DESCRIPTION OF THE TASK: Reproduce every row from the line containing "In the picture above, where can the rocky" up to and including the line containing "In the picture above, where can the blue sky", keeping all of its text. Shift each answer coordinate by adding 53 to every number in it.

INPUT:

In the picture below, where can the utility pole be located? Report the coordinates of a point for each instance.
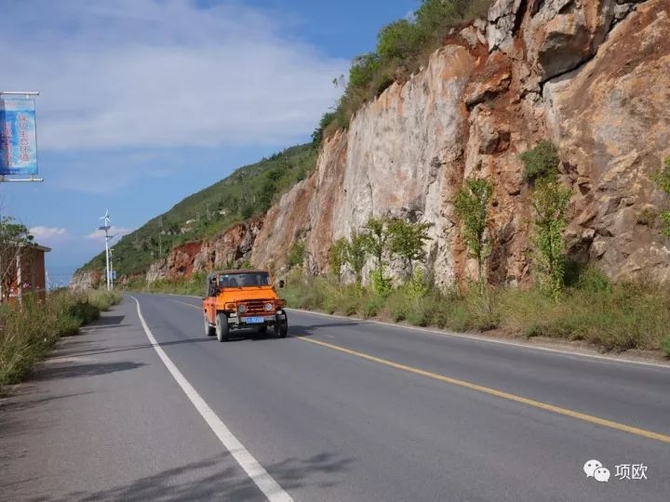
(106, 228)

--

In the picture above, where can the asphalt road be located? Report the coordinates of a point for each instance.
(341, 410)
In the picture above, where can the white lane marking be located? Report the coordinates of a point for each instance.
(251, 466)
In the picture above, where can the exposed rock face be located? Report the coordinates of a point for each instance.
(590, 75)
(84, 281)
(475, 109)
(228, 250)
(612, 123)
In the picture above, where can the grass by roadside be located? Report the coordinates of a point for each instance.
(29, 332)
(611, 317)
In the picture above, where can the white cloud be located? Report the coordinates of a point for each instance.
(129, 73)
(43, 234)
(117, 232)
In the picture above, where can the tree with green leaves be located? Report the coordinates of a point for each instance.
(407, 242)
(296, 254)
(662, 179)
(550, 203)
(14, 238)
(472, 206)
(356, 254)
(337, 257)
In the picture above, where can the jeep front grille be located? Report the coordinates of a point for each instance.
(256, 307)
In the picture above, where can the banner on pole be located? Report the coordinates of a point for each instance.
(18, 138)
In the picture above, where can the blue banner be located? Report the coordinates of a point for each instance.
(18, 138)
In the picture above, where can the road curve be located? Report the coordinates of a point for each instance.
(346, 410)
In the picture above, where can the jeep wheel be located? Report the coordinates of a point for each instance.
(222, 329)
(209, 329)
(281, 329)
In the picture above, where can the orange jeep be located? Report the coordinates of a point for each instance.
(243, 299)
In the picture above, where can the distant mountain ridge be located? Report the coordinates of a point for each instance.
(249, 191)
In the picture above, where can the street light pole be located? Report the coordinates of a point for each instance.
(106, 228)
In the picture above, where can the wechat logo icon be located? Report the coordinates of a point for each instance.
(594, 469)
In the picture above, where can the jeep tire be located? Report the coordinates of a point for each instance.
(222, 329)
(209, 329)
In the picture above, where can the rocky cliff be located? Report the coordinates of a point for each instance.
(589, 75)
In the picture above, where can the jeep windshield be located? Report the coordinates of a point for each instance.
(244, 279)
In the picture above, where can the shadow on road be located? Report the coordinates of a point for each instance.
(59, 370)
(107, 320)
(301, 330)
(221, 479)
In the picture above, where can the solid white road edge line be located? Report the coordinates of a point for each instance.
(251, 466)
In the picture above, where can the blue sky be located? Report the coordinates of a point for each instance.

ANSWER TO THE PROBLEM:
In the picture above, where can the rocky cliff be located? Report the coordinates of a point for each instance.
(642, 128)
In the picture above, where can the jeep windshield be located? Report the coordinates of a point for each instance.
(297, 332)
In the picture above, where can the shadow on road be located? Report the coordinates of a point for each instance.
(112, 423)
(160, 373)
(354, 383)
(274, 532)
In the picture above, where can the solid white road edge line be located? Report the coordinates of a point for each instance.
(304, 519)
In the picture above, where can the blue sky be located? Report the coordinates of a point for each instance.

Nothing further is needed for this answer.